→ Records provided
————
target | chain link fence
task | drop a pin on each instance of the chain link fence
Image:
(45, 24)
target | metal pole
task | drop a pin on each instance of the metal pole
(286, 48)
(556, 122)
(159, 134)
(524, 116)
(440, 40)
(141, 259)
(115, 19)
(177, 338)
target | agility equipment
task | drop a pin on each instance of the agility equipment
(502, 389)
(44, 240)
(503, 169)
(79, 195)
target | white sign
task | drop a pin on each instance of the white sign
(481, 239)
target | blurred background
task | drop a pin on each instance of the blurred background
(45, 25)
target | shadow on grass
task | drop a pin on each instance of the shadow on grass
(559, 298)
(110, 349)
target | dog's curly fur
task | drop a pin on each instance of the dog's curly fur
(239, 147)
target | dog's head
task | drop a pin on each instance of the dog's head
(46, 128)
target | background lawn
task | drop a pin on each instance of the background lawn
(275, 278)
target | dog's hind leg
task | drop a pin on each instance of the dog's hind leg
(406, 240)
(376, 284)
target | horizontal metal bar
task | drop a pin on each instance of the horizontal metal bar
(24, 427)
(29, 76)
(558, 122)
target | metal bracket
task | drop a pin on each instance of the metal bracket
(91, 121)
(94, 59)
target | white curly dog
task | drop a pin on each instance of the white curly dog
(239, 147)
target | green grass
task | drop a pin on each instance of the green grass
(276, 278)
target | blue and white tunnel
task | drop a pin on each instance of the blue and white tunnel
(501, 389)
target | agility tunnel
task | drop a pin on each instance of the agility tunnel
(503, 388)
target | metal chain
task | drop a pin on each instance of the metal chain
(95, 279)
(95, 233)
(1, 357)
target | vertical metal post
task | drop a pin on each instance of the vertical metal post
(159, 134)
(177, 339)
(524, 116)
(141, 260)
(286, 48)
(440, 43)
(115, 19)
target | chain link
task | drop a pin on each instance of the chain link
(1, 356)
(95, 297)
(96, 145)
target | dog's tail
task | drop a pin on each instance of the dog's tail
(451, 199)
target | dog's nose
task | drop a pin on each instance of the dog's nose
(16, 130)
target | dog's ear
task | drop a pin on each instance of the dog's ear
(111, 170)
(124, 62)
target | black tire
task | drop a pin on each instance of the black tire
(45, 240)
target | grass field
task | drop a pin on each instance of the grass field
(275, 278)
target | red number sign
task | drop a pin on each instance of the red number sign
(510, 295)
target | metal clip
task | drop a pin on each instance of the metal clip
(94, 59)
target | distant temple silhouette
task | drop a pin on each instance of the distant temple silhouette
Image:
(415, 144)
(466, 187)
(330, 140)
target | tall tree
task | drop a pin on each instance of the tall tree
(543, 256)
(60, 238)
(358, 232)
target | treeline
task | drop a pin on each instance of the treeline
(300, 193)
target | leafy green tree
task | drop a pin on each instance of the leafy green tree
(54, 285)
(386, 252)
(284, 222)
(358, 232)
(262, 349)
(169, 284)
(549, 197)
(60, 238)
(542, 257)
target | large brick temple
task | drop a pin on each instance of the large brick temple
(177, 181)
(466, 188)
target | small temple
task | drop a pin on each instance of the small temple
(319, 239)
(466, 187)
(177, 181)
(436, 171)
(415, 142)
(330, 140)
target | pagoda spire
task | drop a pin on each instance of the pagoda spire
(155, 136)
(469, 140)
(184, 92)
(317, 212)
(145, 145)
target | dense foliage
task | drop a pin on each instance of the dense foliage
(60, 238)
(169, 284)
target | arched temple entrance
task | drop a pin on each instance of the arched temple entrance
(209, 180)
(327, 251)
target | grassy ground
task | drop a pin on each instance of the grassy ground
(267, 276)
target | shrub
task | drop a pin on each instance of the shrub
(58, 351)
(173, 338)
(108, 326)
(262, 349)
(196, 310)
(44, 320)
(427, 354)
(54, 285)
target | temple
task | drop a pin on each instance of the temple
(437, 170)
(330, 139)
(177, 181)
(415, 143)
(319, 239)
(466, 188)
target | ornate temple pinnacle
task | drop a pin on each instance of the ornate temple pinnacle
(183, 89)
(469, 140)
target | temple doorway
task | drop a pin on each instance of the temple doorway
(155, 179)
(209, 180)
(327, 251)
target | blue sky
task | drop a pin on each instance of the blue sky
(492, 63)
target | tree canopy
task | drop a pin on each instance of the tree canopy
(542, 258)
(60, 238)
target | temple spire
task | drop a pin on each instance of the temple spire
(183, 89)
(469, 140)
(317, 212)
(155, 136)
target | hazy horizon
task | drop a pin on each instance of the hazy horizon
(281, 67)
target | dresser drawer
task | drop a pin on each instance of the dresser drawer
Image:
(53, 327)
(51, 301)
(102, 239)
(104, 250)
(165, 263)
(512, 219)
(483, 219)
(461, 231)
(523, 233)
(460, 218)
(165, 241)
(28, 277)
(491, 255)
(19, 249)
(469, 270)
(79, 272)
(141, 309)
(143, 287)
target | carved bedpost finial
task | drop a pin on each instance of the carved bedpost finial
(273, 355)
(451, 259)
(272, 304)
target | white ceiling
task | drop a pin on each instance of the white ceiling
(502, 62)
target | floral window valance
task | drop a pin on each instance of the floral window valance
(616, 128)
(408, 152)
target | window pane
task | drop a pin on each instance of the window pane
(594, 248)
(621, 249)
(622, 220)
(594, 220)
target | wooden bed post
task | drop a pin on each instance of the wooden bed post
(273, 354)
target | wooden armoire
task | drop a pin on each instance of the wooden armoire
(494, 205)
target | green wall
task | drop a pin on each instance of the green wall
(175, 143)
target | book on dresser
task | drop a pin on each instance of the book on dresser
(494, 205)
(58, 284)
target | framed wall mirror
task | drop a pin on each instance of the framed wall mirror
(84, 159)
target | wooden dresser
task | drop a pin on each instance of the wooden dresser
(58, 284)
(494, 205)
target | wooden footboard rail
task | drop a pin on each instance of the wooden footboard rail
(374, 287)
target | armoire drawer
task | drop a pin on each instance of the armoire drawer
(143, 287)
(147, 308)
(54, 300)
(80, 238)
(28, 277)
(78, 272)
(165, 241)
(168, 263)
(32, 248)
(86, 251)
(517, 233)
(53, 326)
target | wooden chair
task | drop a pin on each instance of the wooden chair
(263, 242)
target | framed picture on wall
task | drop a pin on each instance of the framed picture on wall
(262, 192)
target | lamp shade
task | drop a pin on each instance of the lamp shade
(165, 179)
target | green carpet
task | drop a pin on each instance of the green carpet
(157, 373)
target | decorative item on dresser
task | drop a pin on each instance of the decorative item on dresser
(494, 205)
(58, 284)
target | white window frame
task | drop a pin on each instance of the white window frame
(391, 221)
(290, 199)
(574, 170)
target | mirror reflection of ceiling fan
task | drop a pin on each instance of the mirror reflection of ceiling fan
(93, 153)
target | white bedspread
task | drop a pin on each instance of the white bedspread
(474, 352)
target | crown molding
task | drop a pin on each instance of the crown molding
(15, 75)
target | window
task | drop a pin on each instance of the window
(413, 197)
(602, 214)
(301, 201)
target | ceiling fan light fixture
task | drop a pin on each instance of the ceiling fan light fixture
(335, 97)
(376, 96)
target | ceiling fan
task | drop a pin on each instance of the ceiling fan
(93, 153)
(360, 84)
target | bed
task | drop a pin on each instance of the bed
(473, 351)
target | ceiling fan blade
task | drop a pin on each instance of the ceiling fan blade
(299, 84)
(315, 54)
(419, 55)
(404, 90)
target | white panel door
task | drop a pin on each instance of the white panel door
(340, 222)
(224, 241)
————
→ Work required
Return, word for word, the lines of the items above, starting at the line that contains "target | wooden dresser" and ending at the final line of the items.

→ Answer for this exercise
target | wooden dresser
task | drop a pin on each instance of the wooden dresser
(58, 284)
(494, 205)
target | wooden footboard rail
task | drop a pin on each instance of the wooden footboard rail
(374, 287)
target | armoire drawer
task | drop a pin on each instance of the armoire drawer
(143, 287)
(147, 308)
(54, 300)
(80, 238)
(28, 277)
(78, 272)
(165, 241)
(168, 263)
(32, 248)
(86, 251)
(517, 233)
(53, 326)
target | wooden chair
task | drop a pin on each instance of the wooden chair
(263, 242)
target | framed picture on wall
task | drop a pin on each instance of the framed picture on wall
(262, 192)
target | lamp shade
task | drop a pin on each instance of the lamp shade
(165, 179)
target | green carpet
task | drop a pin on each instance of the green carpet
(157, 373)
target | decorative item on dresser
task | drop a pin on each instance of the decorative item on dresser
(494, 205)
(58, 284)
target | white window frame
task | drop a pin on each instance of the white window frame
(391, 221)
(290, 199)
(574, 170)
target | mirror reflection of ceiling fan
task | drop a pin on each instance of the mirror reflection of ceiling fan
(93, 153)
target | white bedspread
task | drop a pin on each instance of the white bedspread
(474, 352)
target | crown molding
task | drop a pin on each instance of the crown molding
(15, 75)
target | window
task | drop a pin on each instance of the window
(413, 197)
(602, 214)
(301, 201)
target | ceiling fan light fixture
task | drop a pin on each instance of the ceiling fan light fixture
(335, 97)
(376, 96)
target | ceiling fan
task | drop a pin on each instance of the ceiling fan
(93, 153)
(360, 84)
target | bed
task | drop a pin on each instance of the bed
(473, 351)
target | ceiling fan blade
task | drop a pin on each instance of the ceiling fan blade
(299, 84)
(315, 54)
(419, 55)
(404, 90)
target | white panel door
task | drop a pin on each instance of the white panel door
(340, 222)
(224, 241)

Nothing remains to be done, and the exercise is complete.